▶ Record del dataset
··········

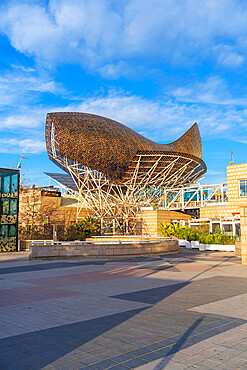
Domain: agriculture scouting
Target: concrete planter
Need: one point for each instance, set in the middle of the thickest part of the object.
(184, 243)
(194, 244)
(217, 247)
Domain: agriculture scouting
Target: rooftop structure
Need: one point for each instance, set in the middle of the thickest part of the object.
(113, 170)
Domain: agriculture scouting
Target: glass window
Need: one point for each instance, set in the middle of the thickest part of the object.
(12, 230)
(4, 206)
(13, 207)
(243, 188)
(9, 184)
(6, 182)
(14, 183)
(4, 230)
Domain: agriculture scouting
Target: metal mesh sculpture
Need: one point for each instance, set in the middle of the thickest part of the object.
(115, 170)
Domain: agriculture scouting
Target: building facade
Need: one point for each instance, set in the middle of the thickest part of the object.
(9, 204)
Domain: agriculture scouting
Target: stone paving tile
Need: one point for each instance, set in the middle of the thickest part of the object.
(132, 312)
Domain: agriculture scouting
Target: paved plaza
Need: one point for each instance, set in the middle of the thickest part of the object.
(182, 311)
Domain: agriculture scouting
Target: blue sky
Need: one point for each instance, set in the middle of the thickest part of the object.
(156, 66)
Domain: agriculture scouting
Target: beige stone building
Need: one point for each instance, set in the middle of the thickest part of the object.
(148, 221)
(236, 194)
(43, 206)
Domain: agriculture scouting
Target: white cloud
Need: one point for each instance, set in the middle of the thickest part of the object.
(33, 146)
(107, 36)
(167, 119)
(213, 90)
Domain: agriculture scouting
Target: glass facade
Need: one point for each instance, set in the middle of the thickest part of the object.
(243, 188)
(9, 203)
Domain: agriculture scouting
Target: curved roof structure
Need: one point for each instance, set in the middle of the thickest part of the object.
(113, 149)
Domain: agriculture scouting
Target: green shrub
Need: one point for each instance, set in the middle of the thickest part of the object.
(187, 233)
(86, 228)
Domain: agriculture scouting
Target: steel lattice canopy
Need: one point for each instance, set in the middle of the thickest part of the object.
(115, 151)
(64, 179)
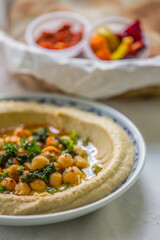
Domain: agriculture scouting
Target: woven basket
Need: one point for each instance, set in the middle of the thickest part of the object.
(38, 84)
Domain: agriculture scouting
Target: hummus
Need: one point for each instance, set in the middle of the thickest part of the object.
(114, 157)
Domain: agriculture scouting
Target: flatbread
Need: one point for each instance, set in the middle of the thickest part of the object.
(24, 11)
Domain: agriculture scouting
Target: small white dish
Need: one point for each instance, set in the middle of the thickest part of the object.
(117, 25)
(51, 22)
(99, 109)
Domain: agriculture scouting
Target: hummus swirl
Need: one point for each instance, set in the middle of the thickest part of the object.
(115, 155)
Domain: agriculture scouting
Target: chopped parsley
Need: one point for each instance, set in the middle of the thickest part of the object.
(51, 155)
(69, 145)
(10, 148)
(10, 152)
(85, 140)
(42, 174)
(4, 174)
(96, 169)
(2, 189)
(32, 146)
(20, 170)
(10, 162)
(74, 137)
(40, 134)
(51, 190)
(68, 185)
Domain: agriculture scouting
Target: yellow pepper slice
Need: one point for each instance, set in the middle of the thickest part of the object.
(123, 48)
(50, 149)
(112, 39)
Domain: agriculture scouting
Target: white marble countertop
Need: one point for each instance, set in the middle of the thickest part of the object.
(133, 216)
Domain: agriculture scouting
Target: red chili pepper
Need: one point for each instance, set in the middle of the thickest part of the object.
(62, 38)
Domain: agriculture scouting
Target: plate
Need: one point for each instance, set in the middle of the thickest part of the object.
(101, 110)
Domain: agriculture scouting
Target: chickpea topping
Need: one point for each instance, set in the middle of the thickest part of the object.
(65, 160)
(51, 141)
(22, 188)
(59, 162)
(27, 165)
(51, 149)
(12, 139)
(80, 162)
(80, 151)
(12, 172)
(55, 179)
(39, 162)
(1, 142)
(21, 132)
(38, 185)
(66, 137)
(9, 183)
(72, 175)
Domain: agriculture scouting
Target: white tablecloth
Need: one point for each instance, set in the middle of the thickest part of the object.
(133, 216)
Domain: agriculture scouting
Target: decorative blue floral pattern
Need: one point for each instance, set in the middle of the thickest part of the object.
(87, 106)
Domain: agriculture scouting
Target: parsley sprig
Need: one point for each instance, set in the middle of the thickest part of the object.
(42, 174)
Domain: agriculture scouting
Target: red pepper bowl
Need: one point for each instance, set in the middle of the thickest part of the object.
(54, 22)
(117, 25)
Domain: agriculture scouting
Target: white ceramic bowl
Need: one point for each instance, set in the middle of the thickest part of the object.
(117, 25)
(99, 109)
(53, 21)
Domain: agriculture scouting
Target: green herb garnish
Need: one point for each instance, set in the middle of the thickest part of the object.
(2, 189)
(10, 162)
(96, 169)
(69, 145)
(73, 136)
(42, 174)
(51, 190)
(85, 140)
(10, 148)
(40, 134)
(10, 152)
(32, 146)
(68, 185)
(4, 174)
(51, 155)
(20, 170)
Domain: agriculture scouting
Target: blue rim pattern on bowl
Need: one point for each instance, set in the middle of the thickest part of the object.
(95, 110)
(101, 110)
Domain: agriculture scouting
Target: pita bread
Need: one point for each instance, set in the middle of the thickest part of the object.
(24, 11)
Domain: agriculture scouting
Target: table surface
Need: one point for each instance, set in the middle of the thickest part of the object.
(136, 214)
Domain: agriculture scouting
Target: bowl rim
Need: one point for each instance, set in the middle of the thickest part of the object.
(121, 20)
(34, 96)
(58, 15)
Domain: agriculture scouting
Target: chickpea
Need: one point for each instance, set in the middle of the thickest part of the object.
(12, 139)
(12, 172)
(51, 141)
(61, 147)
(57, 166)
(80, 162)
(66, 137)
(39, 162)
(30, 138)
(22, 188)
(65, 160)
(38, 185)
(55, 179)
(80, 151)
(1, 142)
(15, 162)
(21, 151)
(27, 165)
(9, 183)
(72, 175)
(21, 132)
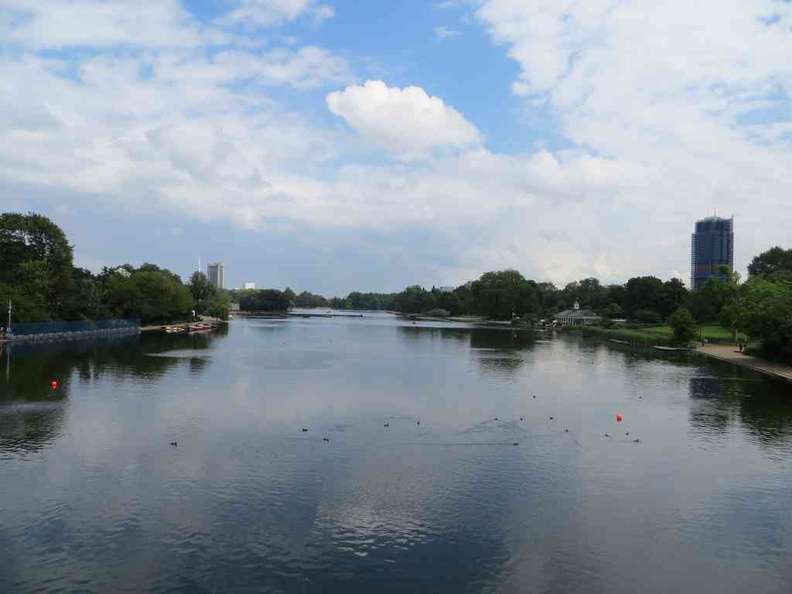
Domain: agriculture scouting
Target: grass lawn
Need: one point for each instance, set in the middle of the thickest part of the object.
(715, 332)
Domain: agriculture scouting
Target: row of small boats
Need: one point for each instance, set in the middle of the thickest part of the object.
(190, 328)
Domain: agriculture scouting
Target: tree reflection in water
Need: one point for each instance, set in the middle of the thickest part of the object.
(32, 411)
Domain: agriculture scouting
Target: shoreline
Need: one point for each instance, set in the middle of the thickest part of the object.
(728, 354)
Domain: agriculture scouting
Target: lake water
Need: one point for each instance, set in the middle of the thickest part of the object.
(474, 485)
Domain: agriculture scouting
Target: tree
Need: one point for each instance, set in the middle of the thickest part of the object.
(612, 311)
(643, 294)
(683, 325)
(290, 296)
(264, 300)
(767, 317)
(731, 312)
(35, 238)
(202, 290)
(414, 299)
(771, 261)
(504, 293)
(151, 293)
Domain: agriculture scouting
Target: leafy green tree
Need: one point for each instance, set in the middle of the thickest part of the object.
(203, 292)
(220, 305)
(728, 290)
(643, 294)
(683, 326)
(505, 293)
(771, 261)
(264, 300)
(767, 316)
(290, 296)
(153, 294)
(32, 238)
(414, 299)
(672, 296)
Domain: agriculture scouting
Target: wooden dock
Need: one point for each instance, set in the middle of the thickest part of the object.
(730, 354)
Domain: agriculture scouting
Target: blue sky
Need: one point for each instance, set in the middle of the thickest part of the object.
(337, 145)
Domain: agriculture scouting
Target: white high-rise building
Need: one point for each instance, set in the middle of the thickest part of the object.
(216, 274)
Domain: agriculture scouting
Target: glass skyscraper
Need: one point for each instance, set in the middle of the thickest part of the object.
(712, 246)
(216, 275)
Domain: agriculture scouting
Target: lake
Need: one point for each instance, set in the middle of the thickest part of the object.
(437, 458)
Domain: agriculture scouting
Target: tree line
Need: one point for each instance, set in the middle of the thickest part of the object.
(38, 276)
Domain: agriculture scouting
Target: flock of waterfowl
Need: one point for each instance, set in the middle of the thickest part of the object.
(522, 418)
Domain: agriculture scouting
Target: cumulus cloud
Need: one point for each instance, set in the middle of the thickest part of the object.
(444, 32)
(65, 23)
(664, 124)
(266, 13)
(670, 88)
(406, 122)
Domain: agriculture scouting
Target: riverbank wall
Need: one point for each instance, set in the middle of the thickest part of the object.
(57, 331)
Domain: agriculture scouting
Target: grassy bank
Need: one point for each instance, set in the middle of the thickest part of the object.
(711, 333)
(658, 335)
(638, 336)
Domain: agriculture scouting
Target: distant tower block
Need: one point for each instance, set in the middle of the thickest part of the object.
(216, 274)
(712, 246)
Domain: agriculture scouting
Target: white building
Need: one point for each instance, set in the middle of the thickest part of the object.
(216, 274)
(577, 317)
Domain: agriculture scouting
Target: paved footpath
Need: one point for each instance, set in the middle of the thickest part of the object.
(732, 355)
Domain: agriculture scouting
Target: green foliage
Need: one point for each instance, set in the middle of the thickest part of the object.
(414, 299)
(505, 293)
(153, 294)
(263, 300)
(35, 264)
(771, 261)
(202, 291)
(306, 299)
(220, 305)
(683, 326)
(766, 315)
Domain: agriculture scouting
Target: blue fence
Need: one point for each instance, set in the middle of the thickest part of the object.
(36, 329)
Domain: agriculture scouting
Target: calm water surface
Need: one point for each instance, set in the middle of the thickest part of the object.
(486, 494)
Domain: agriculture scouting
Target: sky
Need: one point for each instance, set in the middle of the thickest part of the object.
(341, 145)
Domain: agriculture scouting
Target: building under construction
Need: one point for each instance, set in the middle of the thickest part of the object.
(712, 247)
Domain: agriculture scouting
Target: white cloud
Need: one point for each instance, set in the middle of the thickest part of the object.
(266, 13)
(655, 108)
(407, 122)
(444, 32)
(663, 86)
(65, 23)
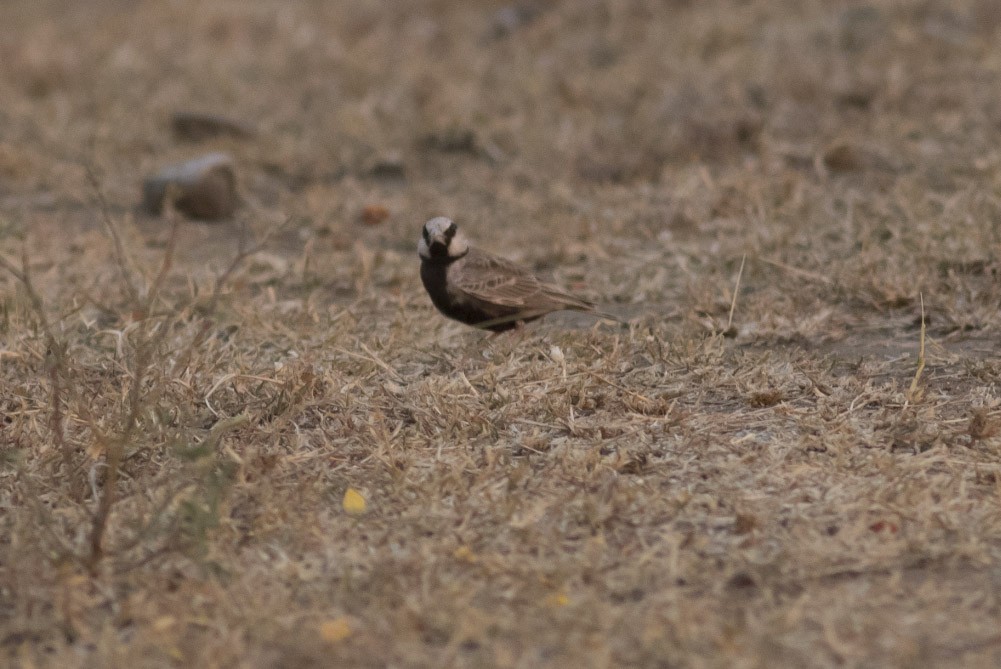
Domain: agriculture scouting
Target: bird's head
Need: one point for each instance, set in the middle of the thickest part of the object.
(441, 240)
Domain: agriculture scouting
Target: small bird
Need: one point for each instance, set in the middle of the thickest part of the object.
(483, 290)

··········

▶ DETTAGLI DEL COMPITO
Indica solo il numero di righe del materiale che contengono la stringa "bird". Maiuscole e minuscole contano.

▶ RISPOSTA QUI SOTTO
2